%%
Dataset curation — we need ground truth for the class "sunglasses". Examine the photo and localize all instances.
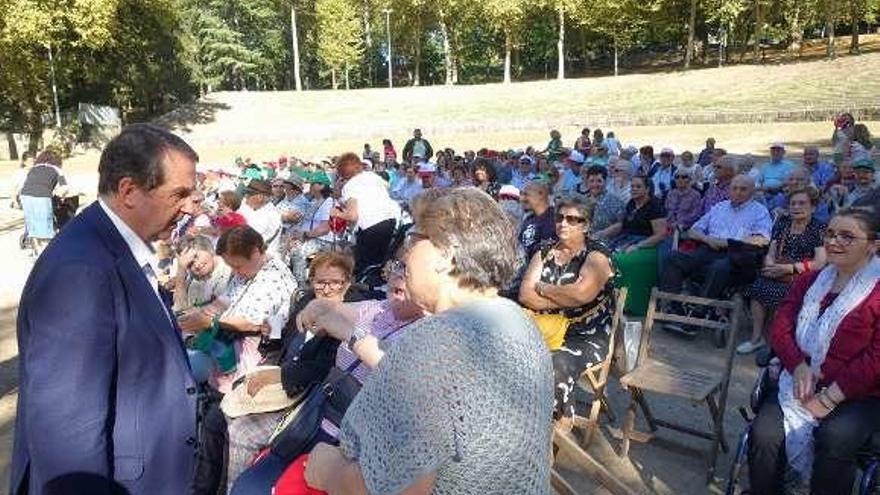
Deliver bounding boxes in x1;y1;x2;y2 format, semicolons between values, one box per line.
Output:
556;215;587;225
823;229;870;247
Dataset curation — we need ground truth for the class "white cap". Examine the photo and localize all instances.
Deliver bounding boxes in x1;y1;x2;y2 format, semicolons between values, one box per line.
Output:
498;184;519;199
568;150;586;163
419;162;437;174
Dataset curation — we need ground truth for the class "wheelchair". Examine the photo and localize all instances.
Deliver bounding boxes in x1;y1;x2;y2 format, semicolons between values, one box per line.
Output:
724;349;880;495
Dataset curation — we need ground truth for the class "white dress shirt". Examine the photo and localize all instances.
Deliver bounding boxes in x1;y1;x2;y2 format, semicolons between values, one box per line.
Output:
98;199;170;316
%%
→ Written task
Write out all of the data above, line for line and unchanged, but leave the picture out.

→ Task solution
Dataset curation — we need ground truth for the class "sunglasses". Examine the photo and localize all instances.
Deliver bounding boxes in x1;y1;x2;y2 format, semicolons between values, one box per line.
Output:
556;215;587;225
823;229;870;247
Dataset curation — we need ground truth for the class "white cap". Examine the photo and localize all instances.
Deliver bounding boxes in x1;y1;x2;y2 format, semicolons between values, one box per line.
Output:
498;184;519;199
568;150;586;163
419;162;437;174
Dataset curation — we need ground truth for the class "wheelchair". Examine the photo and localize all instances.
Deliver bounding boxes in x1;y1;x2;y2 format, semicolons between values, one box per line.
Output:
724;349;880;495
Dataset curation — we need ground truth for the class "white dress shirt". Examine the photo and localize all instances.
Deliver bounding boxes in x1;y1;x2;y2 format, semicolons between values, one box per line.
Output:
98;199;170;316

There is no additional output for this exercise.